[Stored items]
Content starts

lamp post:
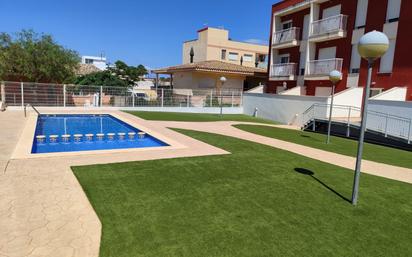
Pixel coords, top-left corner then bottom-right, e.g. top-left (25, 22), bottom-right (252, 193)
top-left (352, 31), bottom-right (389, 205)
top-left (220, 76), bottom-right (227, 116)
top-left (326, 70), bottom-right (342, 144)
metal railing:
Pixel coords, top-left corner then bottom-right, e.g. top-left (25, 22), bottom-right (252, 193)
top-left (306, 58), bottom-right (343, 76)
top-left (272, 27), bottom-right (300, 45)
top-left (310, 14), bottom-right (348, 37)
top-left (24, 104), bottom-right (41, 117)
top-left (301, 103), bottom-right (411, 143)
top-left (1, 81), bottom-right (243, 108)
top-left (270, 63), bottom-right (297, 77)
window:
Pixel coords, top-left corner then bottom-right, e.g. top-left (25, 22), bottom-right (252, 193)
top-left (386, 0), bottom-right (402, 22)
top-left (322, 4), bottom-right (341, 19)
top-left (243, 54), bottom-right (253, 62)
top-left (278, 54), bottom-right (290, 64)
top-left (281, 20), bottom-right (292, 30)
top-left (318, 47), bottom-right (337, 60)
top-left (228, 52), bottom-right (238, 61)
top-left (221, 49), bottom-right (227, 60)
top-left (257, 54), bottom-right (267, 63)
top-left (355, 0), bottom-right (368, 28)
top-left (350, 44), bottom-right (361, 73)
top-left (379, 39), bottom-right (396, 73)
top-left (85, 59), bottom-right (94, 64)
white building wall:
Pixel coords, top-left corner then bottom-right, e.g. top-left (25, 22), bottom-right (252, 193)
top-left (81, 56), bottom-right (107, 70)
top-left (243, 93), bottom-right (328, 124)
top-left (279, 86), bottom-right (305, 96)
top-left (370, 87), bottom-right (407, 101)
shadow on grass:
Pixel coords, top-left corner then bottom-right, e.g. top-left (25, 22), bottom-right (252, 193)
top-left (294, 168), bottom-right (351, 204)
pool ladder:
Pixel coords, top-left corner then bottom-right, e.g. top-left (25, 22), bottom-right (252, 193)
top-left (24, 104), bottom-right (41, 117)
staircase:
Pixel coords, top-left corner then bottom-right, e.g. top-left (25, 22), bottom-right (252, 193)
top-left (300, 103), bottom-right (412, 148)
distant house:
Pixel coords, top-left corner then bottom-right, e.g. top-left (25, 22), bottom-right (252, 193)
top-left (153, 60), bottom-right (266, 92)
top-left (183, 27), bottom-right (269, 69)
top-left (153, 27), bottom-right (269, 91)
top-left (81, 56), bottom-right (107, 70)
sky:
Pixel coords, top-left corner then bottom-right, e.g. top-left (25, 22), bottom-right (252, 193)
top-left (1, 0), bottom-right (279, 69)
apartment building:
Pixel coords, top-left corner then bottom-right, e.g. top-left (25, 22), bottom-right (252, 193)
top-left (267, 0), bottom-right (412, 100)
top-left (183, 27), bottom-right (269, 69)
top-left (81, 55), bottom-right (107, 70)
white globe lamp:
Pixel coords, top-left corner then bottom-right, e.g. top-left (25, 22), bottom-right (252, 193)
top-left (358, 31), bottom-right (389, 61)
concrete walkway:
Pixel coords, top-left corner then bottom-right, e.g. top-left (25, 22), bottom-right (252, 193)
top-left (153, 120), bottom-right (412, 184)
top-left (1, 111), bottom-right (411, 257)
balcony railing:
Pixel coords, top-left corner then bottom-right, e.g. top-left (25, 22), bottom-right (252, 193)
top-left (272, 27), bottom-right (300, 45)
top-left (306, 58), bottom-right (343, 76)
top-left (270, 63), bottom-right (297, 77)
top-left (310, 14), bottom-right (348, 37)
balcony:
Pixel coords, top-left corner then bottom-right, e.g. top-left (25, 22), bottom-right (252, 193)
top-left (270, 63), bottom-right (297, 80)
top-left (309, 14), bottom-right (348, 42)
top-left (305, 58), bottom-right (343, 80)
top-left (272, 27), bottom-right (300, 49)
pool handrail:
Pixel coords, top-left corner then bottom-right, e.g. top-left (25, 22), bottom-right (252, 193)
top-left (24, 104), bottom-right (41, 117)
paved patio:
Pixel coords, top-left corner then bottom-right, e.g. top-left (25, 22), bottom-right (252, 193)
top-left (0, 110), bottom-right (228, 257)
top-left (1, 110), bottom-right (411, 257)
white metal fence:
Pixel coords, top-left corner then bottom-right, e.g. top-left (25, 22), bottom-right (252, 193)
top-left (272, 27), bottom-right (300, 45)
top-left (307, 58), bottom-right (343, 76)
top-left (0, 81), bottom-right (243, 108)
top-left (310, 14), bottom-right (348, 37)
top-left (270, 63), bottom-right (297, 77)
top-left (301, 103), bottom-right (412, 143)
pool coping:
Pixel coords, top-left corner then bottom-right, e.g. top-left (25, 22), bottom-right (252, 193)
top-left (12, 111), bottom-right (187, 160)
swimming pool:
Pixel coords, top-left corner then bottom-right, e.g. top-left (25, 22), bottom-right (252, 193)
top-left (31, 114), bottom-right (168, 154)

Content ends

#### [WORK TO COMPLETE]
All lines above that contain "white" are required in the answer.

#### [ANSWER SPACE]
white building wall:
white globe lamp:
white metal fence:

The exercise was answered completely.